# Task to carry out:
Find every line below that contains the string "basil" and copy each one.

# Entries collected from a set:

※ ※ ※

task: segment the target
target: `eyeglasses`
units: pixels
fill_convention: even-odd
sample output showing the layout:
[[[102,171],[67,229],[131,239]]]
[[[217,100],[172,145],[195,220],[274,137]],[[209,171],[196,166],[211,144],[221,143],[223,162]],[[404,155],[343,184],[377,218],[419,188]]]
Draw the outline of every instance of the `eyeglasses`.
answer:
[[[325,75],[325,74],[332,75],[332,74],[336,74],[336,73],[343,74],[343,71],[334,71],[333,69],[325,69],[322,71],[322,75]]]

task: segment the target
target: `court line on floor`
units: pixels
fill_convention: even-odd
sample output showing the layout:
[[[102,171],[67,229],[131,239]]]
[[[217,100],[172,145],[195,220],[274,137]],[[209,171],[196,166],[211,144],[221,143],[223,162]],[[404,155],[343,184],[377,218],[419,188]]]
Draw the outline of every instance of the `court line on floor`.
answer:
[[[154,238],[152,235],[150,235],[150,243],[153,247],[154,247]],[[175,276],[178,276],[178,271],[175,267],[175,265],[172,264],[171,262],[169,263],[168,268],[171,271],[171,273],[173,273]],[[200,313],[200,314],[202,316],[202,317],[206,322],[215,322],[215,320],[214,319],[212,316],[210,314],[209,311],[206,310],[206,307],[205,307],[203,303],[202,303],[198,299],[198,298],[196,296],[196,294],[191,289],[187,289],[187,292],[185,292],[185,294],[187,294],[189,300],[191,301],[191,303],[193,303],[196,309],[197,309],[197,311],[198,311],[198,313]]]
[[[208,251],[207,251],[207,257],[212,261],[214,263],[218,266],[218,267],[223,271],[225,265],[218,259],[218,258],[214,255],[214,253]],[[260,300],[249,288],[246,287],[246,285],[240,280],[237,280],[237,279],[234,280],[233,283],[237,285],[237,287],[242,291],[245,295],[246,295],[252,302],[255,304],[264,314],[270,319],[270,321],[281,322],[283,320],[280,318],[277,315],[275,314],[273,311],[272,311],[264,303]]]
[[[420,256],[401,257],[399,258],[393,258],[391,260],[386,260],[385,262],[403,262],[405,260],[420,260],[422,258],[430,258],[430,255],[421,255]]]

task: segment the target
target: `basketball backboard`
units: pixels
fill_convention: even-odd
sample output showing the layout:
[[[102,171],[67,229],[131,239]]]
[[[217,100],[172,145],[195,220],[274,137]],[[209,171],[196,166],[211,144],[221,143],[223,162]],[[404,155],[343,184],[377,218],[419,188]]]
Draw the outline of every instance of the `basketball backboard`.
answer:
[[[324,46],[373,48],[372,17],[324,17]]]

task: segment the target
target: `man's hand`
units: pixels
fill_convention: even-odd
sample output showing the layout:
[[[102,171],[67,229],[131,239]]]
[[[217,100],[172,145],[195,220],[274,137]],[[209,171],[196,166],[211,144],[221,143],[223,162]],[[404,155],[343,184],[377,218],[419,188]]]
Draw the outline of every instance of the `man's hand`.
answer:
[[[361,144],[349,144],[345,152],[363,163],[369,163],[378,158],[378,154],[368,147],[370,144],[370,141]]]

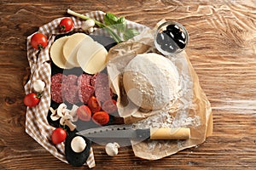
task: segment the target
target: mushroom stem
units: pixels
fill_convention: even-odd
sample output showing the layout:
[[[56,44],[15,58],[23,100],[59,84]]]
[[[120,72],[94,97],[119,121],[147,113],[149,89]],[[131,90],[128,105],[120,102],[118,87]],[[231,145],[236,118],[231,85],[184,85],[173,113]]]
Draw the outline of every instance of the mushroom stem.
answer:
[[[71,131],[73,131],[77,128],[77,126],[73,124],[70,120],[65,120],[64,125],[67,125]]]

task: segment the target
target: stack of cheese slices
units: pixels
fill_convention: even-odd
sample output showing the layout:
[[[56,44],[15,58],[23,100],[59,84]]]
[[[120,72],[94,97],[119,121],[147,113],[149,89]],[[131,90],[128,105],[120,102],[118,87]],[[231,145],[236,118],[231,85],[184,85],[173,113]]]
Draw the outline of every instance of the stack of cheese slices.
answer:
[[[75,33],[55,41],[49,54],[60,68],[81,67],[86,73],[96,74],[105,68],[108,51],[88,35]]]

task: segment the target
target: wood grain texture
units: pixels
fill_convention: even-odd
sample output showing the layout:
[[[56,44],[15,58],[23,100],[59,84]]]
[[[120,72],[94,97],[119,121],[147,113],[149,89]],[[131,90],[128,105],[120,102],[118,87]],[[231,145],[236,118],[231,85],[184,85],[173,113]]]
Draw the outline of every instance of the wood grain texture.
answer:
[[[135,157],[131,147],[108,157],[96,145],[95,169],[256,168],[254,0],[0,0],[0,169],[86,168],[61,162],[25,133],[26,37],[67,16],[67,8],[112,12],[151,27],[163,18],[185,26],[186,52],[212,106],[213,135],[204,144],[154,162]]]

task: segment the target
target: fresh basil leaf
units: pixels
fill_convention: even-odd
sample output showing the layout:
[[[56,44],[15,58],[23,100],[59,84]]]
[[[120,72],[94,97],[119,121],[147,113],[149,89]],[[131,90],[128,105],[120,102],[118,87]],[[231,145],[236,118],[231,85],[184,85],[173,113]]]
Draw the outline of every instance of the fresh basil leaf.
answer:
[[[125,31],[125,30],[126,29],[126,20],[125,20],[125,17],[122,16],[122,17],[119,18],[117,22],[118,22],[118,25],[117,25],[116,28],[118,29],[118,31],[119,32]]]
[[[118,23],[119,18],[111,13],[107,13],[104,16],[104,21],[107,26],[112,26]]]
[[[129,29],[125,30],[125,31],[124,32],[123,37],[124,37],[124,39],[125,41],[127,41],[127,40],[132,38],[133,37],[135,37],[138,34],[139,34],[139,32],[137,30],[132,29],[132,28],[129,28]]]

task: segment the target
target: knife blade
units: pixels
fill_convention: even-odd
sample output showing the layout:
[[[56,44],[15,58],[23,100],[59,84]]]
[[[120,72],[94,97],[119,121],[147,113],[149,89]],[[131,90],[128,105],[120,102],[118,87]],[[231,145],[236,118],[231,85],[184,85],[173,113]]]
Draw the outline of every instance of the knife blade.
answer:
[[[143,128],[135,129],[132,126],[106,126],[87,129],[77,133],[88,139],[189,139],[190,129],[177,128]]]

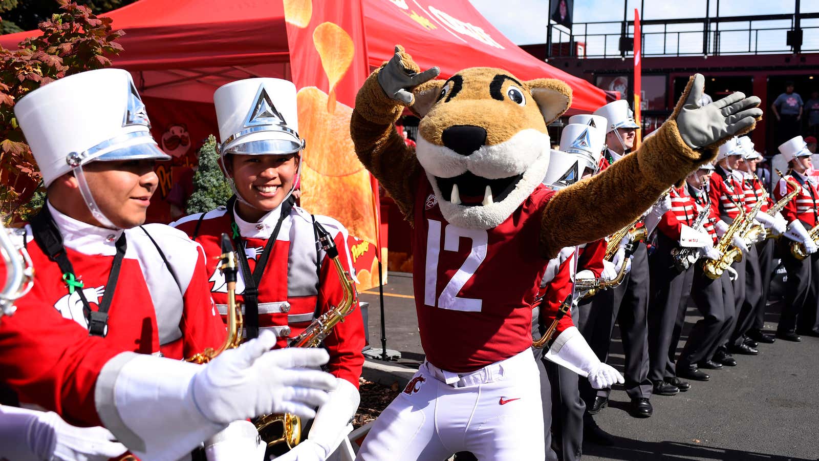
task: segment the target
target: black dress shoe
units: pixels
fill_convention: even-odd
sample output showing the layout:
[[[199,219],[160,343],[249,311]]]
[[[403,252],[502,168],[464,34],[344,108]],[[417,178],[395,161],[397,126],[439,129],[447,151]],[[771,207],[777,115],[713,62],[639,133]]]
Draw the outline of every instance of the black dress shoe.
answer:
[[[614,445],[614,436],[600,429],[591,417],[583,418],[583,440],[597,445],[608,446]]]
[[[628,413],[634,418],[649,418],[654,413],[654,409],[651,407],[651,402],[648,399],[637,397],[631,399],[631,408]]]
[[[609,404],[608,397],[600,397],[600,395],[595,397],[595,403],[591,404],[591,408],[587,410],[589,414],[597,414],[600,413],[600,410],[606,408]]]
[[[691,379],[694,381],[708,381],[711,379],[711,377],[708,373],[700,372],[696,367],[691,368],[689,367],[677,368],[676,376],[681,378]]]
[[[722,349],[719,349],[714,353],[714,358],[712,360],[717,363],[722,363],[726,367],[736,367],[736,359]]]
[[[668,384],[672,386],[676,386],[676,388],[680,390],[680,392],[685,392],[691,388],[690,383],[689,383],[687,381],[682,381],[681,379],[676,377],[674,377],[666,381],[668,381]]]
[[[676,395],[678,392],[680,392],[679,387],[666,381],[655,382],[651,390],[654,395]]]
[[[799,336],[793,331],[776,331],[776,337],[781,340],[785,340],[786,341],[794,341],[798,343],[802,340],[802,336]]]
[[[698,368],[705,368],[706,370],[718,370],[722,367],[722,364],[714,362],[713,360],[703,360],[701,362],[697,362]]]
[[[749,330],[746,336],[754,341],[757,341],[758,343],[765,343],[768,345],[773,344],[774,341],[776,340],[776,338],[775,338],[773,335],[768,335],[762,330]]]
[[[731,351],[736,354],[742,354],[743,355],[756,355],[759,354],[759,349],[749,347],[748,345],[741,344],[740,345],[731,345]]]

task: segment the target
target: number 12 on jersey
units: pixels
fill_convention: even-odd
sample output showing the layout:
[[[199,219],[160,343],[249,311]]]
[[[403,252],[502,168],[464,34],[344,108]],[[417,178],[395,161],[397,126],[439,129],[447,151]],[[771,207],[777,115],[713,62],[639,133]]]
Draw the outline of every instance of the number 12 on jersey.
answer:
[[[441,260],[441,225],[440,221],[428,219],[428,230],[427,232],[427,263],[425,267],[423,304],[428,306],[438,307],[441,309],[463,311],[469,313],[481,312],[481,299],[473,298],[459,298],[458,292],[464,288],[466,282],[477,271],[478,266],[486,258],[486,244],[489,235],[480,229],[464,229],[452,224],[447,224],[444,229],[444,251],[457,253],[460,246],[460,239],[469,239],[472,248],[458,272],[452,276],[446,286],[437,295],[438,271],[441,272],[450,267],[439,267]],[[446,258],[446,262],[452,261]],[[437,302],[436,302],[437,301]]]

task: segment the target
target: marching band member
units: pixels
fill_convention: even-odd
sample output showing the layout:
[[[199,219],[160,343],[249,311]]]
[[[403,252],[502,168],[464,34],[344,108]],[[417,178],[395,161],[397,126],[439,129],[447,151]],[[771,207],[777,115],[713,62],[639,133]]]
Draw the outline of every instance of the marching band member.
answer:
[[[594,115],[604,117],[606,126],[606,146],[601,170],[627,155],[634,147],[636,130],[640,129],[634,121],[634,114],[628,103],[620,99],[609,103],[595,111]],[[641,226],[641,224],[640,224]],[[631,399],[629,412],[631,416],[648,418],[654,413],[649,399],[651,381],[648,378],[649,345],[646,312],[649,303],[649,264],[645,243],[640,242],[635,249],[631,270],[626,279],[617,288],[598,293],[591,302],[593,316],[609,317],[609,331],[600,338],[600,347],[596,349],[599,357],[609,357],[609,346],[614,329],[614,321],[620,325],[622,345],[626,354],[626,392]],[[613,261],[615,264],[618,261]],[[594,346],[593,346],[594,347]],[[585,389],[585,392],[583,390]],[[581,393],[587,395],[586,405],[590,414],[600,412],[609,403],[611,389],[596,391],[591,400],[590,390],[581,384]]]
[[[605,133],[602,127],[605,126],[605,119],[591,115],[572,116],[569,122],[563,128],[559,150],[551,151],[550,167],[543,181],[546,187],[554,190],[593,175],[597,170],[603,148]],[[595,128],[595,125],[600,128]],[[539,315],[533,313],[533,334],[543,334],[567,296],[573,294],[577,298],[581,294],[574,290],[572,280],[601,276],[611,280],[617,275],[613,264],[603,259],[605,248],[605,241],[602,240],[583,244],[578,245],[577,249],[574,247],[563,249],[557,258],[549,262],[541,282]],[[560,319],[555,335],[575,325],[588,342],[589,336],[581,323],[581,315],[577,303],[573,304],[570,315]],[[588,315],[587,311],[586,315]],[[586,350],[590,353],[590,360],[600,361],[590,348]],[[579,459],[583,448],[586,404],[580,398],[578,376],[572,370],[544,357],[544,351],[541,349],[535,350],[535,356],[540,359],[538,368],[541,372],[546,459],[564,461]]]
[[[336,220],[311,215],[291,199],[304,148],[292,82],[272,78],[235,81],[217,89],[214,103],[222,141],[220,161],[235,194],[226,207],[171,226],[204,248],[210,275],[208,290],[223,316],[226,290],[214,257],[221,252],[222,232],[233,232],[235,246],[245,254],[240,258],[237,295],[245,308],[247,337],[271,331],[278,338],[276,347],[285,348],[316,316],[339,305],[342,284],[330,258],[317,250],[316,241],[323,230],[330,232],[344,268],[351,273],[347,232]],[[336,389],[319,409],[307,440],[277,459],[324,460],[346,436],[359,405],[364,345],[364,323],[355,308],[324,341]]]
[[[675,395],[690,388],[677,377],[674,363],[695,267],[701,257],[713,257],[715,252],[708,204],[699,204],[695,196],[712,171],[713,165],[704,164],[688,176],[682,187],[672,189],[671,209],[657,225],[656,246],[649,257],[653,306],[649,310],[649,379],[653,393],[660,395]]]
[[[20,99],[15,114],[48,189],[40,213],[18,233],[34,288],[0,323],[2,381],[20,401],[71,424],[102,425],[149,459],[176,459],[258,412],[312,414],[308,407],[333,383],[287,368],[319,364],[326,354],[265,354],[267,336],[206,366],[179,362],[219,347],[225,330],[205,288],[201,248],[166,226],[141,226],[157,186],[154,162],[168,156],[151,136],[130,75],[104,69],[61,79]],[[314,389],[295,395],[298,388]],[[2,413],[26,427],[26,445],[17,448],[36,455],[58,456],[61,434],[77,436],[54,416]],[[85,454],[108,454],[113,437],[102,428],[97,436],[98,451]],[[6,450],[0,445],[0,456]]]
[[[746,172],[746,181],[749,186],[745,189],[745,206],[753,207],[757,200],[762,199],[766,194],[766,189],[762,180],[756,175],[757,164],[762,157],[753,148],[753,142],[749,136],[741,136],[740,142],[745,150],[745,161],[740,164],[740,168]],[[776,212],[771,216],[771,207],[774,204],[773,199],[768,196],[767,203],[762,205],[760,212],[758,213],[757,220],[762,223],[766,229],[771,229],[774,235],[781,235],[786,230],[788,222],[782,217],[782,213]],[[749,329],[746,332],[746,336],[758,343],[773,343],[776,339],[772,335],[762,332],[765,324],[765,306],[767,304],[768,293],[771,289],[771,273],[776,267],[776,259],[774,259],[774,239],[765,239],[757,244],[757,254],[759,257],[759,274],[760,274],[760,296],[757,305],[753,308],[752,321]],[[746,284],[746,286],[747,284]]]
[[[742,161],[744,151],[739,139],[731,138],[727,143],[720,146],[717,156],[717,165],[714,174],[711,175],[708,185],[708,198],[711,201],[712,212],[719,217],[716,223],[717,235],[722,236],[728,229],[729,225],[740,215],[740,207],[743,212],[750,210],[744,204],[744,176],[736,170]],[[745,299],[745,266],[748,260],[755,258],[756,249],[749,249],[742,235],[736,234],[732,244],[742,251],[742,261],[731,263],[731,267],[736,273],[736,280],[732,284],[725,285],[731,291],[730,298],[733,303],[726,303],[724,306],[726,317],[731,318],[731,325],[724,332],[723,337],[717,341],[717,349],[713,358],[704,359],[699,364],[700,368],[719,369],[722,366],[734,367],[736,360],[728,350],[728,344],[731,340],[734,327],[736,325],[737,310]],[[734,272],[731,272],[732,274]],[[731,343],[733,346],[733,343]],[[758,351],[745,344],[738,348],[731,347],[732,351],[741,354],[756,354]]]
[[[695,205],[691,212],[695,210],[699,215],[703,209],[709,210],[703,229],[708,233],[712,245],[707,244],[703,247],[699,257],[704,259],[718,260],[722,253],[713,245],[718,241],[716,224],[719,221],[719,217],[706,190],[709,184],[713,184],[708,178],[708,175],[713,176],[713,168],[711,165],[703,165],[696,173],[689,175],[683,193],[687,193]],[[666,231],[668,230],[663,225],[660,228],[661,231],[663,228],[666,228]],[[702,367],[715,367],[708,363],[708,361],[720,345],[721,339],[726,332],[730,332],[730,328],[733,325],[734,297],[731,289],[731,282],[729,280],[729,274],[732,273],[732,271],[733,269],[729,267],[722,276],[713,280],[705,275],[701,264],[694,265],[690,297],[697,309],[702,313],[703,318],[691,329],[688,340],[676,360],[675,371],[678,377],[695,381],[711,379],[711,377],[700,371],[699,367],[705,365]],[[676,334],[678,333],[675,333]]]
[[[780,239],[780,255],[788,272],[785,304],[776,328],[776,337],[789,341],[800,341],[796,333],[797,318],[803,315],[812,317],[817,310],[819,297],[817,296],[817,276],[819,274],[819,254],[817,254],[815,238],[809,232],[817,224],[817,199],[819,190],[808,180],[806,171],[812,167],[811,152],[808,150],[802,136],[796,136],[779,146],[779,152],[788,162],[790,171],[780,179],[774,187],[774,196],[779,200],[794,190],[786,179],[795,180],[802,189],[782,209],[782,216],[788,221],[788,231]],[[808,257],[795,258],[791,253],[790,241],[804,245]]]

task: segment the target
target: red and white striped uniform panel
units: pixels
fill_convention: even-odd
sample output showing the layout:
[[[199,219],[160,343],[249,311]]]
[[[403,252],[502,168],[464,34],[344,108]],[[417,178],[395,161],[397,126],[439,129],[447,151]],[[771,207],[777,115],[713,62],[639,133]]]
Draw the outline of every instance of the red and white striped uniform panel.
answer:
[[[794,188],[785,180],[785,178],[799,182],[802,190],[785,205],[782,208],[782,216],[789,223],[799,219],[809,227],[816,226],[817,199],[819,199],[819,190],[809,180],[800,177],[798,174],[787,174],[779,180],[779,183],[774,188],[773,194],[777,201],[794,191]]]

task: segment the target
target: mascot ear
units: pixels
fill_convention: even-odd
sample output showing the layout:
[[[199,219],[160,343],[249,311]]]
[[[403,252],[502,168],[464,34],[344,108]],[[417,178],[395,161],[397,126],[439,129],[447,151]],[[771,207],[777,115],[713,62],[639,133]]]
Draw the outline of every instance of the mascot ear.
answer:
[[[410,106],[410,111],[419,118],[423,118],[423,116],[427,115],[429,109],[435,105],[445,83],[446,80],[433,80],[423,82],[413,89],[412,94],[415,96],[415,103]]]
[[[557,79],[536,79],[526,83],[546,125],[557,120],[572,105],[572,89]]]

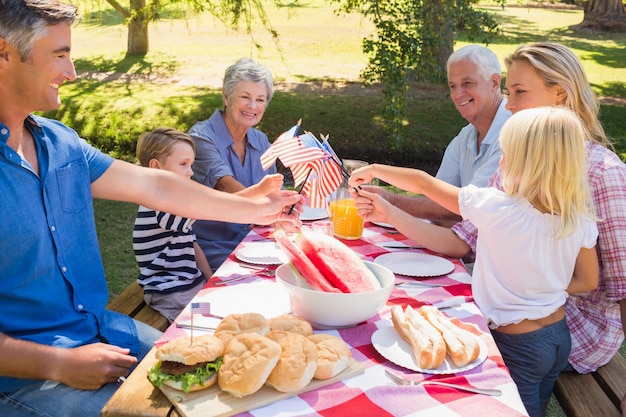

※ ※ ※

# Full answer:
target: fresh basil leaf
Draw the outline of every instance of the fresh basil leaf.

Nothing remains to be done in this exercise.